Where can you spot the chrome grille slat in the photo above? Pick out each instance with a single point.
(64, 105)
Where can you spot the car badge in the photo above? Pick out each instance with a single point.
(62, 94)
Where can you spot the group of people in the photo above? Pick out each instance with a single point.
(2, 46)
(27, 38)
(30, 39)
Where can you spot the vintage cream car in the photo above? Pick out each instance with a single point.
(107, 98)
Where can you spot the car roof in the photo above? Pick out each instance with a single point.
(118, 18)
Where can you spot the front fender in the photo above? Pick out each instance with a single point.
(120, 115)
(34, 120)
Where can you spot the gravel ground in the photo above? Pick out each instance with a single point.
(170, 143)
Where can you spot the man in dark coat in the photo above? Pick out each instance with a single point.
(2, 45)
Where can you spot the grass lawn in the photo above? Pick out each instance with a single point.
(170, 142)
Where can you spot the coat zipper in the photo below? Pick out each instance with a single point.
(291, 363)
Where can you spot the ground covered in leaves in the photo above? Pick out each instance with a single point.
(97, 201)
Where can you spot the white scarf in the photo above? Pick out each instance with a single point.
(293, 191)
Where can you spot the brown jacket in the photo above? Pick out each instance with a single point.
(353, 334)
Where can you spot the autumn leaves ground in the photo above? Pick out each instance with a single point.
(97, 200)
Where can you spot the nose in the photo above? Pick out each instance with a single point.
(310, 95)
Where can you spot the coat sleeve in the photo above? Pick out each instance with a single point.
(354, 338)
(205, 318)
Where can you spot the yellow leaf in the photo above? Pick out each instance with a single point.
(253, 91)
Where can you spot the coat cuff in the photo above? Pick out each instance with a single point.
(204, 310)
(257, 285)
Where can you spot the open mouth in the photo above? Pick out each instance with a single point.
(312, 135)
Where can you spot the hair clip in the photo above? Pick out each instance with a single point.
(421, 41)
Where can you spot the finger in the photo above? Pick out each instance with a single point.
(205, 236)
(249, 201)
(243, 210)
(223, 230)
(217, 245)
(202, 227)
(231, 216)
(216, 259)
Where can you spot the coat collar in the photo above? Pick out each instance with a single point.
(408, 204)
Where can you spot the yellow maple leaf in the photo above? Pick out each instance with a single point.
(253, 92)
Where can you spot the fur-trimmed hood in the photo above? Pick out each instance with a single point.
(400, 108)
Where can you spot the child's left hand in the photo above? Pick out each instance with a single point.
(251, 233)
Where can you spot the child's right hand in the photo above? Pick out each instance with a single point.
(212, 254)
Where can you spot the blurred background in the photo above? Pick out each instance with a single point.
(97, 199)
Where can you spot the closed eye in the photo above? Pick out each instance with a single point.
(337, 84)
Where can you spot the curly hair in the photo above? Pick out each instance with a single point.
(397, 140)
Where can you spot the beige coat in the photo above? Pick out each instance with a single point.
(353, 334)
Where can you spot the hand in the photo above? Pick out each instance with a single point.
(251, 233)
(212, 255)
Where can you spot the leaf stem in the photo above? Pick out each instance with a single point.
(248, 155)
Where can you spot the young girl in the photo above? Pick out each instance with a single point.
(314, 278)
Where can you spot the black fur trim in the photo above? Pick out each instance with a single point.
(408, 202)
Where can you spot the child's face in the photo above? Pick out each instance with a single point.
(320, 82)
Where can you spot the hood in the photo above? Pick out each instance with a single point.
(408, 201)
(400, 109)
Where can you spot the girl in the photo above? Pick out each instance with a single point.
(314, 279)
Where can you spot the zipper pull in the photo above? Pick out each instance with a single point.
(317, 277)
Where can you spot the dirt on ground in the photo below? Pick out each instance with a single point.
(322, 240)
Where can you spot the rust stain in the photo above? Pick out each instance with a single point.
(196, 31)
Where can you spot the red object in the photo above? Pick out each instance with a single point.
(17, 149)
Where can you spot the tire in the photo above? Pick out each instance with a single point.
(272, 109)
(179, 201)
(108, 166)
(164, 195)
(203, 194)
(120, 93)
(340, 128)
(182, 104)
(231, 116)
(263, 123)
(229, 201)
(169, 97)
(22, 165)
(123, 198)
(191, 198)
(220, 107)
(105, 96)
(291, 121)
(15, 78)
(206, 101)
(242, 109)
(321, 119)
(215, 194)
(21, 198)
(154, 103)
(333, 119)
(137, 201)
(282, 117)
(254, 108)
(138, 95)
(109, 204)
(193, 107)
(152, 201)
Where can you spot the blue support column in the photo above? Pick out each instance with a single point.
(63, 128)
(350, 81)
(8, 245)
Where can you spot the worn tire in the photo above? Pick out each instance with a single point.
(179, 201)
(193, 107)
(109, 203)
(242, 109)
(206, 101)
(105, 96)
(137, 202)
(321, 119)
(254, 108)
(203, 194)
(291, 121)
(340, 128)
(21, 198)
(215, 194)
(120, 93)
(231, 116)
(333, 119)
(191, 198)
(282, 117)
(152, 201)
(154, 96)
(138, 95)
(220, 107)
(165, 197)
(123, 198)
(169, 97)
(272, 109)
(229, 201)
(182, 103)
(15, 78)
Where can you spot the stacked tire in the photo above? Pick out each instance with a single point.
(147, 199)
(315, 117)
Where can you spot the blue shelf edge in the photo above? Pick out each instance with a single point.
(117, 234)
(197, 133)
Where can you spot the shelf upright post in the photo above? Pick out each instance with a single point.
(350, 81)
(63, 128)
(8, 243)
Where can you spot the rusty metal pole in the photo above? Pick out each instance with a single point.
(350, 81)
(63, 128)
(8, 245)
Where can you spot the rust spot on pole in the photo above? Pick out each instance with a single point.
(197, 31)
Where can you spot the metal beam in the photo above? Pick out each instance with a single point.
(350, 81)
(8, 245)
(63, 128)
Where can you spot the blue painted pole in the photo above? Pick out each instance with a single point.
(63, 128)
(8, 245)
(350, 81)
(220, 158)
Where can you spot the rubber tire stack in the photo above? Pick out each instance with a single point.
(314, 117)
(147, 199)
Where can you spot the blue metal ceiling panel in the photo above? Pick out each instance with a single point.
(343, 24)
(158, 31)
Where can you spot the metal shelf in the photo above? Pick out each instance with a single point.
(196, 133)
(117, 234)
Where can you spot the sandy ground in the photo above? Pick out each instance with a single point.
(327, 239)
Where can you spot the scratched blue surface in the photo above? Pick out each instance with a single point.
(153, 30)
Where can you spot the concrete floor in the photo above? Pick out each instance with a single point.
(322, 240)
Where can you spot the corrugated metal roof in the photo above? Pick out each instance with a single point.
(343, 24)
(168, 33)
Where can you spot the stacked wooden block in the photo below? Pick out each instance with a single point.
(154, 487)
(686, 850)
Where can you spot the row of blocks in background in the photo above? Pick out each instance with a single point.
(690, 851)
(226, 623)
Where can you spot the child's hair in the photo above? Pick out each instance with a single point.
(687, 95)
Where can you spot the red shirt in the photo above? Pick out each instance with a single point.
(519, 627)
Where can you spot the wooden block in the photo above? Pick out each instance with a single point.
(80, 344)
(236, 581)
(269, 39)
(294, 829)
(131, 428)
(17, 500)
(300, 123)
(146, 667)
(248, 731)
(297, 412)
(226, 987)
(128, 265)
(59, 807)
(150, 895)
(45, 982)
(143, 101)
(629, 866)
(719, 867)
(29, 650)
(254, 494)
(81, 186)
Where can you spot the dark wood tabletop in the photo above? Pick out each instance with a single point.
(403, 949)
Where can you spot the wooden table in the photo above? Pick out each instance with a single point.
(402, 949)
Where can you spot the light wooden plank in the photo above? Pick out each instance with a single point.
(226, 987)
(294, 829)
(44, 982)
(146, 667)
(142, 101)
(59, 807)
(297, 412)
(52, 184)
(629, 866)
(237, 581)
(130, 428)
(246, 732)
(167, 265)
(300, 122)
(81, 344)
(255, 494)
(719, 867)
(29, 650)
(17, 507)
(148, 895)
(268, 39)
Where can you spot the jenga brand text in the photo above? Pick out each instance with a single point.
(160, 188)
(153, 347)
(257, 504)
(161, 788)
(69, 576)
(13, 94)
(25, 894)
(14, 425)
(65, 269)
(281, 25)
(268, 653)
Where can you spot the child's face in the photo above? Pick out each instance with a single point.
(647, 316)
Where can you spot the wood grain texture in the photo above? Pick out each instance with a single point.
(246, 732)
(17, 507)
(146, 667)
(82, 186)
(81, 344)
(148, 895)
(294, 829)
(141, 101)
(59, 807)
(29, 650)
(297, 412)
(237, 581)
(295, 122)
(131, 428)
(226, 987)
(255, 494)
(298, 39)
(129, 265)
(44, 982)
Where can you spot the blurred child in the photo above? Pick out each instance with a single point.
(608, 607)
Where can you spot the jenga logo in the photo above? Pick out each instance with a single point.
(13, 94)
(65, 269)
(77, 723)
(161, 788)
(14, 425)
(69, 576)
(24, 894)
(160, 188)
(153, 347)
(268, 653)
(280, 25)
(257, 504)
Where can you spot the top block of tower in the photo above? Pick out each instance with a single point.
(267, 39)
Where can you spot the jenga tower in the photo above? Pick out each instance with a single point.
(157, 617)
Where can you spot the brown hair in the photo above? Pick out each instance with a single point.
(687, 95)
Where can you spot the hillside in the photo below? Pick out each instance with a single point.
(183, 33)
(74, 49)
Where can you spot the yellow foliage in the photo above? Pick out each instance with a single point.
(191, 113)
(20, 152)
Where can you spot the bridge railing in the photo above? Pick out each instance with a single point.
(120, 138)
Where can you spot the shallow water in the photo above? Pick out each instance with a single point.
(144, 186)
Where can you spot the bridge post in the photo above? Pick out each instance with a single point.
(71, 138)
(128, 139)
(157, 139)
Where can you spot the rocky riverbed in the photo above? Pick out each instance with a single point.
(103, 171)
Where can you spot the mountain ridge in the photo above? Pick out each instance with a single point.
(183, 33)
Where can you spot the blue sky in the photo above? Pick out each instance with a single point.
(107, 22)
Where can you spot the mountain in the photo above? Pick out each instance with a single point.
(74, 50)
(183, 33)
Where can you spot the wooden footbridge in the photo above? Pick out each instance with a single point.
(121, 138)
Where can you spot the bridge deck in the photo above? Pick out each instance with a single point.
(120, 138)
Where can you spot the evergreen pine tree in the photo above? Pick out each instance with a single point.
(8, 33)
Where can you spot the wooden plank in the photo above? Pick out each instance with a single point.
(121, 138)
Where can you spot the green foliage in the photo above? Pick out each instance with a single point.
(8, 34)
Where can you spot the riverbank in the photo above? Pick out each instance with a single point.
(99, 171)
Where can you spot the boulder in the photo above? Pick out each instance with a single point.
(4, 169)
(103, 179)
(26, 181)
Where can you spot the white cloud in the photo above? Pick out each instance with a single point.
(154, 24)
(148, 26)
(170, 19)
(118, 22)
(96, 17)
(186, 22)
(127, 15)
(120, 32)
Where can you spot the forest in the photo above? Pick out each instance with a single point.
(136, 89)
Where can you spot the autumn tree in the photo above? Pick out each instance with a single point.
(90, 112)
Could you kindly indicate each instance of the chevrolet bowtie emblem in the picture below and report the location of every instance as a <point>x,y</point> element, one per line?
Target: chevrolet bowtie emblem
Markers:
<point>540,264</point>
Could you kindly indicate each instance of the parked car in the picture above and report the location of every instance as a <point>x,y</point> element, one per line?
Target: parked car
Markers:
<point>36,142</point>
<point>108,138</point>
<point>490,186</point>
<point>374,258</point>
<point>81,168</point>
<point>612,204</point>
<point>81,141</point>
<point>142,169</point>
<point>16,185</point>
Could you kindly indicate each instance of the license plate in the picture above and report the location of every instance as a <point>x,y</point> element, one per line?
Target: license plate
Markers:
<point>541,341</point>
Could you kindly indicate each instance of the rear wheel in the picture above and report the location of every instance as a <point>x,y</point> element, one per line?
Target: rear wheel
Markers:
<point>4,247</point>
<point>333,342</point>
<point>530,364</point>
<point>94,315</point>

━━━━━━━━

» **TASK REQUIREMENTS**: Locate all lines in the listing above with the word "kindly". Copy them.

» **ANSWER TO THIS TASK**:
Could you kindly indicate each instance of the chevrolet bowtie emblem in the picture below and report the location of every instance as a <point>x,y</point> element, one per line?
Could you kindly indicate each instance of the parked car in the picture above and report the location of every instance as a <point>x,y</point> element, one per line?
Could you kindly indicate each instance of the license plate in the picture above and report the location of every instance as a <point>x,y</point> element, one per line?
Could you kindly indicate each instance of the rear wheel in the picture above and report the location of every instance as a <point>x,y</point> element, one per line?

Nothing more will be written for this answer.